[start of Selected excerpt]
I've I thought about processing this sequentially using a lapply on a list version of my stack (something like as.list(stk)) but it will take ages to process, I think (based on a benchmarking exercise with the first two layers), so I was hoping for another solution.

I can probably split the SpatRaster into sections, but I thought terra would do that automagically, but processing by chunks

Here's a reprex:

library(terra)
library(data.table)

r <- rast(nrow = 10, ncol = 11, ext = c(-130.3125, -109.6875, 45.625, 58.125), resolution = c(1.875, 1.25),  crs = "EPSG:4326")
r[] <- runif(n = ncell(r))
stk <- eval(parse(text = paste0("rast(list(", paste(rep("r", 2880), collapse = ", "), "))")))

xyz <- data.table(x = sample(seq(-130.3125, -109.6875, by = 0.0001), size = 2785518, replace = TRUE),
                  y = sample(seq(45.625, 58.1255, by = 0.00001), size = 2785518, replace = TRUE))

tester <- extract(stk, xyz, method = "bilinear") 
# Error: std::bad_alloc

I've trying setting terraOptions(memmax = 0.1, memmin = 0.1) to see if that increased the number of processing chunks (or triggered it), but it didn't and I get the same error.
[end of Selected excerpt]
[start of Recorded data]
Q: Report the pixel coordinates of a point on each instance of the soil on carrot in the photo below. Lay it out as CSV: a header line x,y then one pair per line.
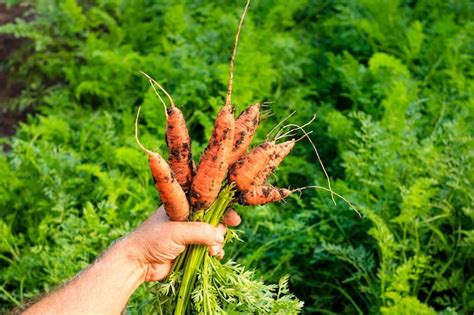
x,y
9,119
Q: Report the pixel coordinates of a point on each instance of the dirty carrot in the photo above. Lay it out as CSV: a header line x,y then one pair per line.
x,y
212,168
245,126
178,140
260,195
214,163
171,194
280,151
244,172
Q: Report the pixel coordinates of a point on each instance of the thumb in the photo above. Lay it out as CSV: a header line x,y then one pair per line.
x,y
200,233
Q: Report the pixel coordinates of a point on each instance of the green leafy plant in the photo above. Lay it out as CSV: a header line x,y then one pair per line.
x,y
390,82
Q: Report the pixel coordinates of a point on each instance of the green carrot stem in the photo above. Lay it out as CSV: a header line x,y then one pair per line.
x,y
193,257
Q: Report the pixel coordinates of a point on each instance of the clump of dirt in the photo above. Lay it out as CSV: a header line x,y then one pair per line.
x,y
9,119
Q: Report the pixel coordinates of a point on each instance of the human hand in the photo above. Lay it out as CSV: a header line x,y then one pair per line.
x,y
158,241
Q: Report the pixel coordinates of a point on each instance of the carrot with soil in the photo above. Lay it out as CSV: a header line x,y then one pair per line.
x,y
280,151
215,160
171,193
178,140
245,126
244,172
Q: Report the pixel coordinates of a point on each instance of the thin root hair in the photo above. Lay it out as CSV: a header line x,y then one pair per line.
x,y
234,52
317,155
298,127
279,124
153,81
332,193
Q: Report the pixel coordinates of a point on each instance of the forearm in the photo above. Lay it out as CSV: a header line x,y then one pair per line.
x,y
103,288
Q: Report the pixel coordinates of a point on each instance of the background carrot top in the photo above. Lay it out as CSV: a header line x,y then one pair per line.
x,y
390,83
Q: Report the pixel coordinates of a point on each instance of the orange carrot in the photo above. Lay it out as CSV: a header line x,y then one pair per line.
x,y
171,194
245,126
212,168
179,147
178,140
214,163
244,172
280,151
260,195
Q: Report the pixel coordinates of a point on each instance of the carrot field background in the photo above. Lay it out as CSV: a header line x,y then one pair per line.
x,y
391,83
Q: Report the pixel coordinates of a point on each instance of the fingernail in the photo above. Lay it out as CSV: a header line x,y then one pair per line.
x,y
213,250
219,237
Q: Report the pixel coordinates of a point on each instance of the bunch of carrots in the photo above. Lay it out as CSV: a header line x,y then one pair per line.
x,y
227,172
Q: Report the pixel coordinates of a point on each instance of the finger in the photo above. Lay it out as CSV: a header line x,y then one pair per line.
x,y
232,218
221,229
214,250
186,233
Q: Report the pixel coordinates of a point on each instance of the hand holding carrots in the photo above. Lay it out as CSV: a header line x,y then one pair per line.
x,y
158,241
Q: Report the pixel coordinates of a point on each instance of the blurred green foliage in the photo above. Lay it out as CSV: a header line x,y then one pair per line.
x,y
391,83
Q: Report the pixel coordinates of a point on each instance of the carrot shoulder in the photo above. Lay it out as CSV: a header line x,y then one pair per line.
x,y
179,148
245,126
212,168
260,195
244,172
280,151
171,194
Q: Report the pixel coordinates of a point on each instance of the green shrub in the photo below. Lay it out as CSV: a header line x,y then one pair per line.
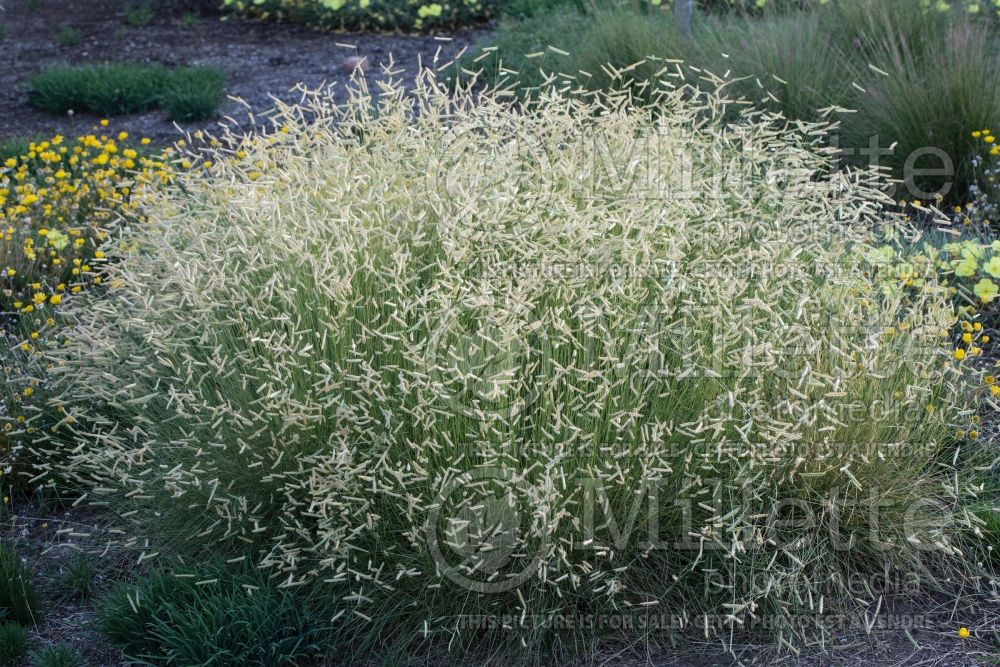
[end of Recorded data]
▶ **Your tasks**:
• a. Edit the post about the terra extraction error, starting at "r[] <- runif(n" and ending at "the same error.", so that "simple" takes the place of "bilinear".
• b. Proceed with the post about the terra memory error from the point where it stops.

▶ **Results**:
• a.
r[] <- runif(n = ncell(r))
stk <- eval(parse(text = paste0("rast(list(", paste(rep("r", 2880), collapse = ", "), "))")))

xyz <- data.table(x = sample(seq(-130.3125, -109.6875, by = 0.0001), size = 2785518, replace = TRUE),
                  y = sample(seq(45.625, 58.1255, by = 0.00001), size = 2785518, replace = TRUE))

tester <- extract(stk, xyz, method = "simple") 
# Error: std::bad_alloc

I've trying setting terraOptions(memmax = 0.1, memmin = 0.1) to see if that increased the number of processing chunks (or triggered it), but it didn't and I get the same error.

• b.
> mem_info(stk)

------------------------
Memory (GB) 
------------------------
check threshold : 1 (memmin)
available       : 23.98
allowed (60%)   : 14.39
needed (n=1)    : 0
------------------------
proc in memory  : TRUE
nr chunks       : 1
------------------------
> terraOptions(memmax = 0.1, memmin = 0.1)
> mem_info(stk)

------------------------
Memory (GB) 
------------------------
check threshold : 0.1 (memmin)
available       : 0.1 (memmax)
allowed (60%)   : 0.06
needed (n=1)    : 0
------------------------
proc in memory  : TRUE
nr chunks       : 1
------------------------

This issue is potentially related to operation on a very large raster in terra causes std::bad_alloc but I couldn't find a solution there

UPDATE: Following @robert-hijmans 's second suggestion here's a solution that uses extract(..., bilinear = TRUE) and avoids extracting the same cell value more than once:

library(terra)
library(data.table)

r <- rast(nrow = 10, ncol = 11, ext = c(-130.3125, -109.6875, 45.625, 58.125), resolution = c(1.875, 1.25),  crs = "EPSG:4326")
r[] <- runif(n = ncell(r))
stk <- eval(parse(text = paste0("rast(list(", paste(rep("r", 2880), collapse = ", "), "))")))

xyz <- data.table(x = sample(seq(-130.3125, -109.6875, by = 0.0001), size = 2785518, replace = TRUE),
                  y = sample(seq(45.625, 58.1255, by = 0.00001), size = 2785518, replace = TRUE))

## get raster cell coordinates for the selected points:
point2CellCoords <- data.table(cell = cellFromXY(stk, xyz), xyz)

## now make a vector of unique cell coordinates
uniqueCoords <- data.table(cell = point2CellCoords$cell, xyFromCell(stk, point2CellCoords$cell)) |>
  na.omit() |>
  unique()

## extract for unique locations and bind back to all points.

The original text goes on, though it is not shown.